» PROVIDED TEXT
--------

Tuesday, November 23, 2010

Extract comments in your python code

Comments in your code are always good for new person to understand the logic and flow of program. I guess, people likes programming more, if they comment properly, same way as i do. Proper commenting will not allow you to read code line by line. The best way to comment is to comment in such a way, you can extract it easily. I do comments in my python code using '##' which makes me easy to extract them from script. Following code extracts my comment:


import os
import sys
## python extract_comment.py filename comment_delimeter
filename = sys.argv[1]
sepr = sys.argv[2]
fl = open(filename,'r')
fl_con = fl.readlines()
for row in fl_con:
    if sepr in row:
        ind = row.find(sepr)
    print row[ind:]

fl.close()



copy the code in file extract_comment.py, filename is the python script from where you need to extract comments and comment_delimeter is '##' in my case.

--------

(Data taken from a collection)
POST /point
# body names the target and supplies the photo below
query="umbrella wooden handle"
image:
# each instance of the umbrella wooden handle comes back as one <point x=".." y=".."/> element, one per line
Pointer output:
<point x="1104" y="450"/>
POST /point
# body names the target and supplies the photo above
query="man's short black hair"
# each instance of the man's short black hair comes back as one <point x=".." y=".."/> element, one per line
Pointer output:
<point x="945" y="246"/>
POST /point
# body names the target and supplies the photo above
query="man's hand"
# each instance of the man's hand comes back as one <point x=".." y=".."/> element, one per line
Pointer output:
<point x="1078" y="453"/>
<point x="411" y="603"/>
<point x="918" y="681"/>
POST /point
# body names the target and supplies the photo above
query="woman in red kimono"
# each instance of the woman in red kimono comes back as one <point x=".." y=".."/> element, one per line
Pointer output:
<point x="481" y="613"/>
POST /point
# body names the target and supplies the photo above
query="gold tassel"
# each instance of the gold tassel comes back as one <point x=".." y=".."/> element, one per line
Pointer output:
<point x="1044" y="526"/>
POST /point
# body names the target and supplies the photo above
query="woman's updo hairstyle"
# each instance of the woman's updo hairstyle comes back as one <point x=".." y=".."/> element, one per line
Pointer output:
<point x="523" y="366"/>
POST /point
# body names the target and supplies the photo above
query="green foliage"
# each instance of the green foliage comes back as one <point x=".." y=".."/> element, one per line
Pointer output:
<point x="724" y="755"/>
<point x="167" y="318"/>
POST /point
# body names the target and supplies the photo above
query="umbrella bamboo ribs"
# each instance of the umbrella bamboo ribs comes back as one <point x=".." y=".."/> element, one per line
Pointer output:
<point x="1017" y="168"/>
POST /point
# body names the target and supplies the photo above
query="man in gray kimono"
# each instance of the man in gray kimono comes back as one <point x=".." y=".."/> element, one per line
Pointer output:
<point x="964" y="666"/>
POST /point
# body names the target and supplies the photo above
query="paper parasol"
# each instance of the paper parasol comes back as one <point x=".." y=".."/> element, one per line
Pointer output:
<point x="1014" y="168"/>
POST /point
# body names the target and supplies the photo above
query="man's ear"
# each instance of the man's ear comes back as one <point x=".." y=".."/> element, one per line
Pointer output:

--------

Can you print out, word for word, the section of the post on extracting Python comments that runs from "Tuesday, November 23, 2010" up to and including "fl_con = fl.readlines()"? The records stand apart from the post on extracting Python comments.

» RESPONSE TO THE TASK
Tuesday, November 23, 2010

Extract comments in your python code

Comments in your code are always good for new person to understand the logic and flow of program. I guess, people likes programming more, if they comment properly, same way as i do. Proper commenting will not allow you to read code line by line. The best way to comment is to comment in such a way, you can extract it easily. I do comments in my python code using '##' which makes me easy to extract them from script. Following code extracts my comment:


import os
import sys
## python extract_comment.py filename comment_delimeter
filename = sys.argv[1]
sepr = sys.argv[2]
fl = open(filename,'r')
fl_con = fl.readlines()